**WHAT YOU SHOULD DO:**
Restate the data word for word. Leave the pictures out.

BEGIN INPUT DATA

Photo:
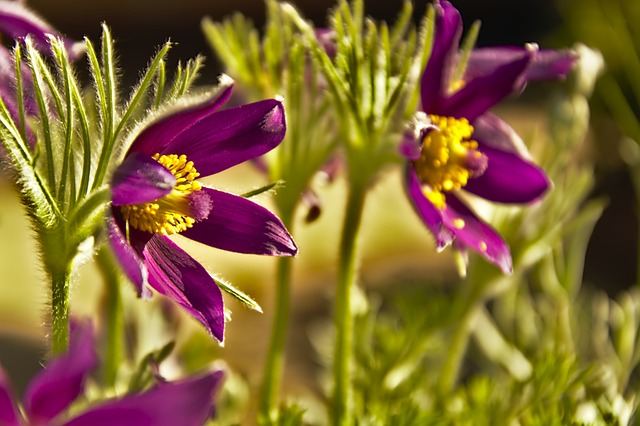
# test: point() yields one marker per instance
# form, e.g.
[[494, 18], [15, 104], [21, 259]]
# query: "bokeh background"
[[395, 250]]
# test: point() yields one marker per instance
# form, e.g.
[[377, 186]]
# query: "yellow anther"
[[459, 223], [444, 164], [171, 213]]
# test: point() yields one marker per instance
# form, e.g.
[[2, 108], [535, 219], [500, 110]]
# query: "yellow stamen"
[[170, 214], [444, 164], [459, 223]]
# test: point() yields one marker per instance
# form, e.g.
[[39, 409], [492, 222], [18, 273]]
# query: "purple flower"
[[53, 390], [466, 147], [155, 193]]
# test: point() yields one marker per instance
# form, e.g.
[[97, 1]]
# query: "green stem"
[[60, 311], [342, 364], [274, 365], [113, 352], [634, 171], [472, 304]]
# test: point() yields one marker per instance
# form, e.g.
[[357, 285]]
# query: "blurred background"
[[394, 250]]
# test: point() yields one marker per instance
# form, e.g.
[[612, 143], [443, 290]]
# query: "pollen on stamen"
[[177, 211], [449, 158]]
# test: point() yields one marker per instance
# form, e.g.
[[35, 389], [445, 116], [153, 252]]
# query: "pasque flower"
[[462, 146], [53, 390], [155, 193]]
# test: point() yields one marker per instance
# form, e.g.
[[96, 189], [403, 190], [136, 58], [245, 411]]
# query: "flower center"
[[176, 211], [449, 158]]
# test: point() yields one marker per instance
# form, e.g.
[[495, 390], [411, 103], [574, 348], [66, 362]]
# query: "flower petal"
[[429, 214], [490, 130], [62, 381], [240, 225], [480, 94], [17, 22], [178, 276], [140, 179], [231, 136], [130, 259], [508, 178], [161, 133], [472, 233], [546, 64], [8, 410], [437, 74], [184, 403]]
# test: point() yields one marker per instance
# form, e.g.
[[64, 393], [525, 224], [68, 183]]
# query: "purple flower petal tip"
[[62, 381]]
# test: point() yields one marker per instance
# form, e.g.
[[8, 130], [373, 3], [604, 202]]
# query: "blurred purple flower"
[[155, 193], [18, 22], [53, 390], [463, 146]]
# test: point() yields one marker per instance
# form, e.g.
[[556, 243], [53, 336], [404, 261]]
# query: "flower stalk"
[[342, 400]]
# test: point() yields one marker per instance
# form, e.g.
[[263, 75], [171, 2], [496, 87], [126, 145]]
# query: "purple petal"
[[17, 22], [508, 178], [429, 214], [494, 132], [476, 235], [130, 259], [240, 225], [178, 276], [437, 74], [231, 136], [480, 94], [161, 133], [62, 381], [8, 410], [140, 179], [546, 64], [184, 403], [216, 140]]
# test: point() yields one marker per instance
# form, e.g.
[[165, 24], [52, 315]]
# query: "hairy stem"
[[60, 310], [113, 352], [274, 365], [347, 274]]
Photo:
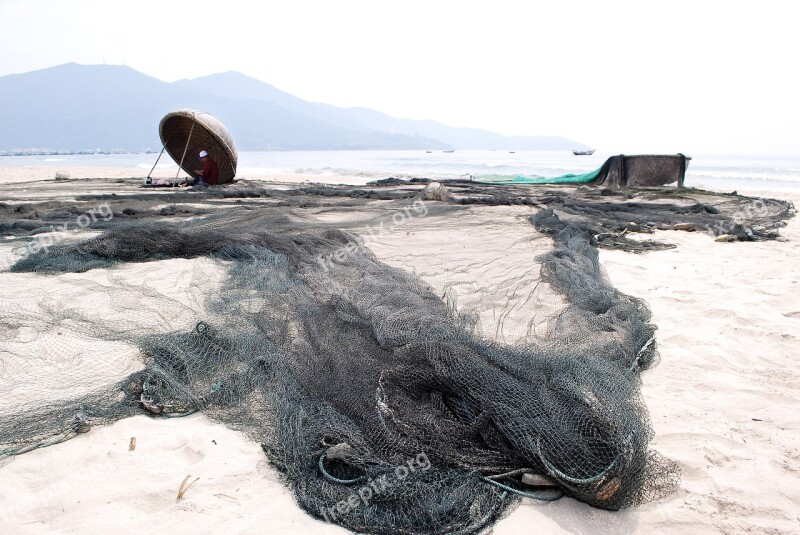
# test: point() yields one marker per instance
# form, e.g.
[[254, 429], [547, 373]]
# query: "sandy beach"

END INPUT DATA

**RESULT OF THE TASK:**
Photo:
# test: point() yields one marker per instance
# form, e.g.
[[494, 18], [15, 104], [21, 259]]
# query: "bokeh background"
[[395, 250]]
# test: point() yields one marker per instance
# form, e.g.
[[377, 186]]
# query: "yellow anther"
[[459, 223], [444, 164], [171, 213]]
# test: point() yields one marker per instance
# form, e.g.
[[2, 108], [535, 219], [500, 110]]
# query: "yellow stamen"
[[170, 214], [444, 164], [459, 223]]
# test: point() yields one marker per instance
# form, e.g.
[[39, 409], [492, 222], [18, 273]]
# query: "purple flower"
[[53, 390], [466, 147], [155, 193]]
# test: point() yields one marker per instance
# form, e.g.
[[97, 1]]
# query: "green stem"
[[60, 311], [342, 364], [274, 365], [113, 352], [634, 171], [472, 304]]
# test: point() yields one marker per instance
# form, e.g.
[[357, 285]]
# query: "blurred background"
[[394, 250]]
# test: point() yields one marker per instance
# form, e.g.
[[612, 143], [443, 290]]
# query: "pollen on stamen"
[[177, 211], [449, 158]]
# test: point() yields one marker per instance
# form, e.g.
[[35, 389], [445, 116], [153, 252]]
# query: "pasque flower"
[[462, 146], [53, 390], [155, 193]]
# test: point() yields one marker per instance
# form, e.g.
[[96, 189], [403, 190], [136, 58], [245, 411]]
# query: "flower center"
[[176, 211], [449, 158]]
# test: point() yields one marker per instance
# form, e.g.
[[495, 390], [411, 103], [574, 348], [66, 362]]
# query: "flower petal"
[[429, 214], [490, 130], [62, 381], [240, 225], [480, 94], [17, 22], [178, 276], [140, 179], [231, 136], [130, 259], [508, 178], [161, 133], [472, 233], [546, 64], [8, 410], [437, 74], [184, 403]]
# test: point() yields one marker per instance
# form, e.g.
[[64, 393], [525, 224], [68, 183]]
# query: "purple flower petal tip"
[[62, 381]]
# test: point() yields one marker per instance
# form, e.g.
[[8, 130], [373, 3], [604, 202]]
# query: "blurred purple flower"
[[155, 193], [18, 22], [53, 390], [463, 146]]
# test: point() yields one marker per instance
# form, e.g.
[[556, 243], [53, 336], [404, 261]]
# query: "flower stalk"
[[342, 400]]
# test: point() yields one marker per instance
# form, e.g.
[[263, 75], [171, 2], [496, 87], [126, 145]]
# query: "purple petal"
[[17, 22], [508, 178], [429, 214], [494, 132], [476, 235], [130, 259], [240, 225], [178, 276], [437, 74], [231, 136], [480, 94], [161, 133], [62, 381], [8, 410], [140, 179], [546, 64], [184, 403], [216, 140]]
# test: point() yields one marker per instance
# form, e.g.
[[165, 24], [52, 315]]
# query: "hairy stem"
[[60, 310], [113, 352], [274, 365], [347, 274]]
Photo:
# test: point() yields one marker per instance
# form, e.g.
[[254, 429], [547, 373]]
# query: "sandy beach"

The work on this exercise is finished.